**Brief**: The full listing, from first line to last, should be set down again exactly.

**The data**:
============

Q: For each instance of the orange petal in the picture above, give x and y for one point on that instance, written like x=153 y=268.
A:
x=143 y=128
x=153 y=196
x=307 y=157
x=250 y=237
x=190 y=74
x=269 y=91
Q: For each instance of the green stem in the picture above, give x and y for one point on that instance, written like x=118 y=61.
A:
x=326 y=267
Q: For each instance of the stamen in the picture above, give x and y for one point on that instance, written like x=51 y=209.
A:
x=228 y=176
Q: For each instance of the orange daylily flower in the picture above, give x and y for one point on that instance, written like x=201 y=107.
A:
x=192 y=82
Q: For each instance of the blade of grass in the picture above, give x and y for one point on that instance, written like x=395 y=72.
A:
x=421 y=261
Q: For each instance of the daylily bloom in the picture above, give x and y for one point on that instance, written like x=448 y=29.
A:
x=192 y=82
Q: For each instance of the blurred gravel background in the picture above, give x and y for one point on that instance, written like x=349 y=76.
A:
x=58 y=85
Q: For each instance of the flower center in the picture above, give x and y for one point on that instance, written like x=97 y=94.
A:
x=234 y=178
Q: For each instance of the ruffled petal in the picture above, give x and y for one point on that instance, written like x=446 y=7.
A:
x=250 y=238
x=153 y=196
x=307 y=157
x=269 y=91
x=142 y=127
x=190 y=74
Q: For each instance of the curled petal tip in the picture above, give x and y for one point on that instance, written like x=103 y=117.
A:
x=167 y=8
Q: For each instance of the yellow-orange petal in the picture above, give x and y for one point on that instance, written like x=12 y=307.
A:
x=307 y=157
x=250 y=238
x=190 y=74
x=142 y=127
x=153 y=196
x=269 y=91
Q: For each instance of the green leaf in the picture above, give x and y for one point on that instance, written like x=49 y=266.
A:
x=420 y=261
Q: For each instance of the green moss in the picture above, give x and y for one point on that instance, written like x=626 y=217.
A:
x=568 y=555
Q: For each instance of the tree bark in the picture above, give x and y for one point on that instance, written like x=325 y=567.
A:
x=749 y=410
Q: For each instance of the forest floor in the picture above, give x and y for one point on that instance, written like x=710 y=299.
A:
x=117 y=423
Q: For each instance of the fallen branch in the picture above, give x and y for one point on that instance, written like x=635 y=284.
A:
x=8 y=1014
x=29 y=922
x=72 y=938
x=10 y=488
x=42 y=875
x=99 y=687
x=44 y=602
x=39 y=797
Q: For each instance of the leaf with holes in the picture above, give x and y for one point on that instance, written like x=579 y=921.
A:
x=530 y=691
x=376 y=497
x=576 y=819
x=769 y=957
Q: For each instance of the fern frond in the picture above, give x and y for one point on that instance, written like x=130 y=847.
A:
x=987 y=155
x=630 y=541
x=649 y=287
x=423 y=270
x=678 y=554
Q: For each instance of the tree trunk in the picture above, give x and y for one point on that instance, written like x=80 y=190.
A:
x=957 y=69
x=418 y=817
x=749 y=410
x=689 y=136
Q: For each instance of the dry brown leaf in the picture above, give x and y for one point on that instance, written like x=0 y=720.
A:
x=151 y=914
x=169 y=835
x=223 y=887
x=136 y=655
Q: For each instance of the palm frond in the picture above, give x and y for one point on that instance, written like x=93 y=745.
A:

============

**Response to this exercise**:
Q: For each instance of the orange petal in the picture above, give x and y for one point on that instance, written like x=153 y=268.
A:
x=143 y=128
x=153 y=196
x=307 y=157
x=250 y=237
x=190 y=74
x=269 y=91
Q: For each instance of the green stem in the picture above, give x and y for one point on that instance, written like x=118 y=61.
A:
x=326 y=267
Q: For each instance of the stamen in the picture above, give x and y for one point on that instance, written like x=51 y=209.
A:
x=228 y=176
Q: For each instance of the orange daylily flower in the picture above, give x and y for one point on that instance, written like x=201 y=107.
A:
x=192 y=82
Q: For each instance of the blade of grass in the picture above, give x and y for one point on that instance, written like x=395 y=72.
A:
x=421 y=261
Q: For each instance of the daylily bloom in the picture above, give x and y for one point on that instance, written like x=448 y=29.
A:
x=192 y=82
Q: For each instance of the blurred gravel background in the picture above, give x and y for one point on that instance, written like x=349 y=76.
A:
x=58 y=85
Q: For each instance of the flower center in the picture above, give x and y for one point on that instance, written like x=97 y=94.
A:
x=234 y=178
Q: For each instance of the ruffled petal in the picture above, give x and y for one point on that instance, written like x=446 y=7.
A:
x=250 y=238
x=153 y=196
x=307 y=157
x=269 y=91
x=142 y=127
x=190 y=74
Q: For each instance of the curled petal tip in the picture above, give x and y for one point on that instance, written like x=103 y=117.
A:
x=167 y=8
Q: For each instance of the yellow-orange petal in the picture above, give x and y for one point on that instance, written like x=12 y=307.
A:
x=307 y=157
x=250 y=238
x=190 y=74
x=142 y=127
x=153 y=196
x=269 y=91
Q: For each instance of the green leaf in the picture above, give x and y for one point on that instance, written like x=49 y=266.
A:
x=420 y=261
Q: For each instance of the green moss in the picture above, give x and y for one point on that instance, written like x=626 y=217.
A:
x=568 y=555
Q: For each instance of the tree bark in the picture above, give x and y for one point on that instance, written like x=325 y=567.
A:
x=749 y=410
Q: For each instance of the forest floor in the picture above, give x and y for one point on that instance, written like x=710 y=299.
A:
x=117 y=423
Q: For each instance of the fallen branch in the picture above, give x and y for one point on that instance, written like x=635 y=284.
A:
x=8 y=1014
x=29 y=922
x=72 y=938
x=10 y=488
x=42 y=875
x=99 y=687
x=44 y=602
x=39 y=797
Q: For each instance of the leaf with holes in the picture above, give x and y for one point on that instance, written like x=579 y=921.
A:
x=530 y=691
x=376 y=497
x=576 y=819
x=769 y=957
Q: For each instance of the fern frond in the picture above, give x and y for one point on that instance, written like x=130 y=847.
A:
x=987 y=155
x=630 y=541
x=649 y=287
x=423 y=270
x=678 y=554
Q: For each instance of the tree trunk in the picture above, give x and y for one point on that instance, written like x=80 y=190.
A:
x=957 y=69
x=418 y=817
x=749 y=410
x=689 y=136
Q: For each instance of the dry brown leaf in the picture above, give x and y for one point on that instance, written like x=0 y=720.
A:
x=151 y=914
x=169 y=835
x=223 y=887
x=136 y=655
Q: For each instance of the palm frond in the picture above, give x and y for one point on that instance, written like x=93 y=745.
A:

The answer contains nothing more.